Requirement. Your job is to copy the lines from the material that include "hand".
* * * *
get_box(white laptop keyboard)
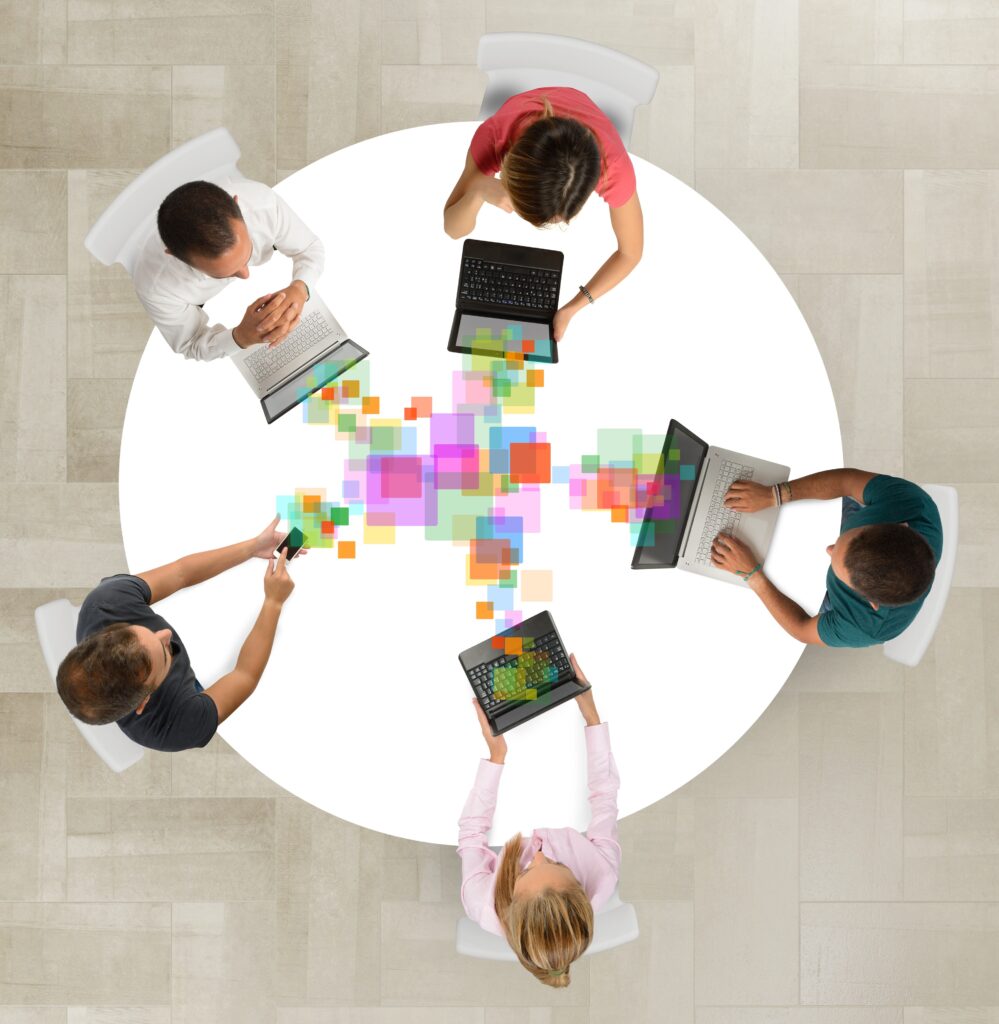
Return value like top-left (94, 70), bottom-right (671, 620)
top-left (694, 460), bottom-right (755, 565)
top-left (242, 311), bottom-right (334, 383)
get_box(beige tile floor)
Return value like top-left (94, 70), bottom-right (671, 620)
top-left (1, 0), bottom-right (997, 1019)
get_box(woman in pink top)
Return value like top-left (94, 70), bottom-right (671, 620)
top-left (443, 87), bottom-right (644, 343)
top-left (457, 656), bottom-right (621, 987)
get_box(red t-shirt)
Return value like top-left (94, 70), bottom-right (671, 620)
top-left (469, 87), bottom-right (637, 209)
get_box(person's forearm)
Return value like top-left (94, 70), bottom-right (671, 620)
top-left (171, 538), bottom-right (255, 589)
top-left (572, 248), bottom-right (641, 311)
top-left (444, 190), bottom-right (484, 239)
top-left (748, 572), bottom-right (813, 641)
top-left (782, 469), bottom-right (873, 503)
top-left (233, 597), bottom-right (283, 685)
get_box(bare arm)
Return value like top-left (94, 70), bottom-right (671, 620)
top-left (554, 192), bottom-right (644, 338)
top-left (783, 468), bottom-right (875, 504)
top-left (204, 551), bottom-right (295, 723)
top-left (138, 539), bottom-right (253, 605)
top-left (443, 151), bottom-right (511, 239)
top-left (747, 573), bottom-right (824, 645)
top-left (137, 516), bottom-right (288, 604)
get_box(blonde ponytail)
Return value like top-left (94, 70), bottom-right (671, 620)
top-left (493, 834), bottom-right (594, 988)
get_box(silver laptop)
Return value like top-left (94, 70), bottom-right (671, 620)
top-left (631, 419), bottom-right (789, 586)
top-left (231, 292), bottom-right (368, 423)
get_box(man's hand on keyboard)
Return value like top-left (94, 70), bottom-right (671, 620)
top-left (723, 479), bottom-right (776, 513)
top-left (259, 281), bottom-right (307, 347)
top-left (711, 533), bottom-right (758, 577)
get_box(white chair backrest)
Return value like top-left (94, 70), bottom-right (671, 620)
top-left (883, 484), bottom-right (959, 668)
top-left (34, 599), bottom-right (146, 773)
top-left (477, 33), bottom-right (660, 148)
top-left (83, 127), bottom-right (246, 276)
top-left (456, 885), bottom-right (639, 961)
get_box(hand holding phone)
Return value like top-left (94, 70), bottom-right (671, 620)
top-left (276, 526), bottom-right (306, 560)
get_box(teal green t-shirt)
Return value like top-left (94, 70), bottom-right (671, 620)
top-left (817, 476), bottom-right (943, 648)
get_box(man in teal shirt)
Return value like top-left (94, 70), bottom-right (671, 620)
top-left (708, 469), bottom-right (943, 648)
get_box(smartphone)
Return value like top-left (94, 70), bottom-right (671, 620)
top-left (276, 526), bottom-right (305, 560)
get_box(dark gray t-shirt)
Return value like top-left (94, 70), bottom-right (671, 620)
top-left (76, 575), bottom-right (218, 752)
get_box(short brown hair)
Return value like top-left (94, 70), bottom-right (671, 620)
top-left (157, 180), bottom-right (243, 264)
top-left (844, 524), bottom-right (936, 607)
top-left (501, 99), bottom-right (602, 227)
top-left (493, 834), bottom-right (593, 987)
top-left (56, 623), bottom-right (153, 725)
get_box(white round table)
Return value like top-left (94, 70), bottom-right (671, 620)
top-left (120, 123), bottom-right (841, 844)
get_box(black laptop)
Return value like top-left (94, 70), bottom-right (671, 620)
top-left (459, 611), bottom-right (589, 735)
top-left (447, 239), bottom-right (563, 364)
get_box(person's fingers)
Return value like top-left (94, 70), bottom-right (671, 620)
top-left (276, 548), bottom-right (289, 573)
top-left (569, 653), bottom-right (586, 680)
top-left (250, 292), bottom-right (275, 313)
top-left (267, 555), bottom-right (276, 575)
top-left (265, 514), bottom-right (279, 532)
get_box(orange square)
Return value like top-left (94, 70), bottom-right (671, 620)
top-left (476, 601), bottom-right (493, 620)
top-left (527, 368), bottom-right (544, 387)
top-left (321, 386), bottom-right (337, 401)
top-left (342, 379), bottom-right (360, 398)
top-left (505, 352), bottom-right (525, 366)
top-left (611, 506), bottom-right (628, 523)
top-left (404, 407), bottom-right (417, 420)
top-left (509, 442), bottom-right (551, 485)
top-left (413, 396), bottom-right (432, 417)
top-left (503, 637), bottom-right (523, 655)
top-left (362, 396), bottom-right (380, 415)
top-left (302, 494), bottom-right (321, 512)
top-left (321, 520), bottom-right (335, 535)
top-left (491, 636), bottom-right (505, 649)
top-left (337, 540), bottom-right (356, 559)
top-left (522, 339), bottom-right (535, 354)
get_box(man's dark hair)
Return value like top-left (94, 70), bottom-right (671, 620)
top-left (56, 623), bottom-right (153, 725)
top-left (844, 524), bottom-right (936, 607)
top-left (157, 180), bottom-right (243, 264)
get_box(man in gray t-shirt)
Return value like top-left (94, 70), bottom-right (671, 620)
top-left (58, 517), bottom-right (297, 753)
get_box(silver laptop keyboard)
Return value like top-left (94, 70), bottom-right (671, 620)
top-left (242, 311), bottom-right (334, 383)
top-left (694, 460), bottom-right (755, 565)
* * * *
Task solution.
get_box(man's hand on keyboard)
get_box(hand holding phone)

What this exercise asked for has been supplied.